_GIVEN TASK 1_
Can you rewrite the paragraph beginning "State and local budgets are in bad shape" in the excerpt on public employee pay below as a brief list that keeps its main facts?

_EXTRACT PROVIDED_
________________________
State and local governments were able to hire better workers now by promising higher pay later. They essentially hired on an installment plan.

And now they might not follow through on it. The ones who got played here are the public employees, not the residents of the various states. The residents of the various states, when all is said and done, will probably have gotten the work at a steep discount. They'll force a renegotiation of the contracts and blame overprivileged public employees for resisting shared sacrifice.

State and local budgets are in bad shape. They'll need deep reforms across a variety of categories, from tax increases to service cuts to changes to employee compensation.

But the focus on public employees -- and the accompanying narrative that they're greedy and overcompensated -- obscures a lot of that: It makes it seem as if the decisions that have to be made are easy and costless and can be shunted onto an interest group that some of us, at least, don't like.

It's the Republican version of when liberals suggest we can balance the budget simply by increasing taxes on the rich. But it's not true.

Guambat begins to suspect this whole thing is an effort to shift focus from the big bucks the big guys make. Stir up a battle in the suburbs and who knows what's going on in the yacht harbor?

For instance, remember the publicity about the huge CEO and other highflyer pay packets? Well, now, if we can just pit the ex-body mechanic against the local teacher, they won't be paying much attention to that little item, which is steadily returning to business as usual

And this disparity of the big money at the top is most likely what is behind the lies being spread around as statistics, as in this:

Federal salaries fall behind private sector, panel says
Official numbers released by the government late last week show salaries of federal workers falling slightly farther behind their private-sector counterparts in the last year, by an average of 2.1 percent across the country.
________________________
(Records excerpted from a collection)
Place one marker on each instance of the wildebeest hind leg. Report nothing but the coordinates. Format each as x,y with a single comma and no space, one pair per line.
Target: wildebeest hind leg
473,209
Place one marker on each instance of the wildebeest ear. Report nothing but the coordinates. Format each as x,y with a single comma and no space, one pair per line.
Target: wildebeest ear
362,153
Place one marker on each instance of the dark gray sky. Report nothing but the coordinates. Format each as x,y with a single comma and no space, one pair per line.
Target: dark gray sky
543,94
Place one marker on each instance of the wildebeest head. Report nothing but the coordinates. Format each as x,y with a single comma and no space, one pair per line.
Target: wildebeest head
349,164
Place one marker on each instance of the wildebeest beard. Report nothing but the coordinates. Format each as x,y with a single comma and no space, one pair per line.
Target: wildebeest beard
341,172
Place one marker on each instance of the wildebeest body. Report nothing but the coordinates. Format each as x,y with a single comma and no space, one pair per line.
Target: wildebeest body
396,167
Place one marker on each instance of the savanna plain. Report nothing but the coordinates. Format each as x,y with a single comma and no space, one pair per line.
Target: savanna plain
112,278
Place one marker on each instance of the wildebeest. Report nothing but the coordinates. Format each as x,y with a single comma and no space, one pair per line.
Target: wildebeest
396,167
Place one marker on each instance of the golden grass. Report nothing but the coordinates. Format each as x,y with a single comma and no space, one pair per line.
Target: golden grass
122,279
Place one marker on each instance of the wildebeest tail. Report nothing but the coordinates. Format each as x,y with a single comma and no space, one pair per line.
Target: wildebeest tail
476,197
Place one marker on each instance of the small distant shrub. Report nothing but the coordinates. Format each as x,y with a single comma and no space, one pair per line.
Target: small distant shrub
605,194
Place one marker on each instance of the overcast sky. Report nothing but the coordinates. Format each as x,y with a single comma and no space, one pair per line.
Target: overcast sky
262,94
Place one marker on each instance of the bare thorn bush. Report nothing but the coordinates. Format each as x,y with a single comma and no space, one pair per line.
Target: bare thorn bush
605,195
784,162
________________________
_GIVEN TASK 2_
Which lines of the records above contain the word "head"? Find each one and copy it out, matching case exactly.

_COMPLETE OUTPUT 1_
- State and local budgets are in bad shape.
- They will need deep reforms across several categories:
  - tax increases
  - service cuts
  - changes to employee compensation

_COMPLETE OUTPUT 2_
Place one marker on each instance of the wildebeest head. Report nothing but the coordinates. Format each as x,y with a single comma and no space, one pair per line.
Target: wildebeest head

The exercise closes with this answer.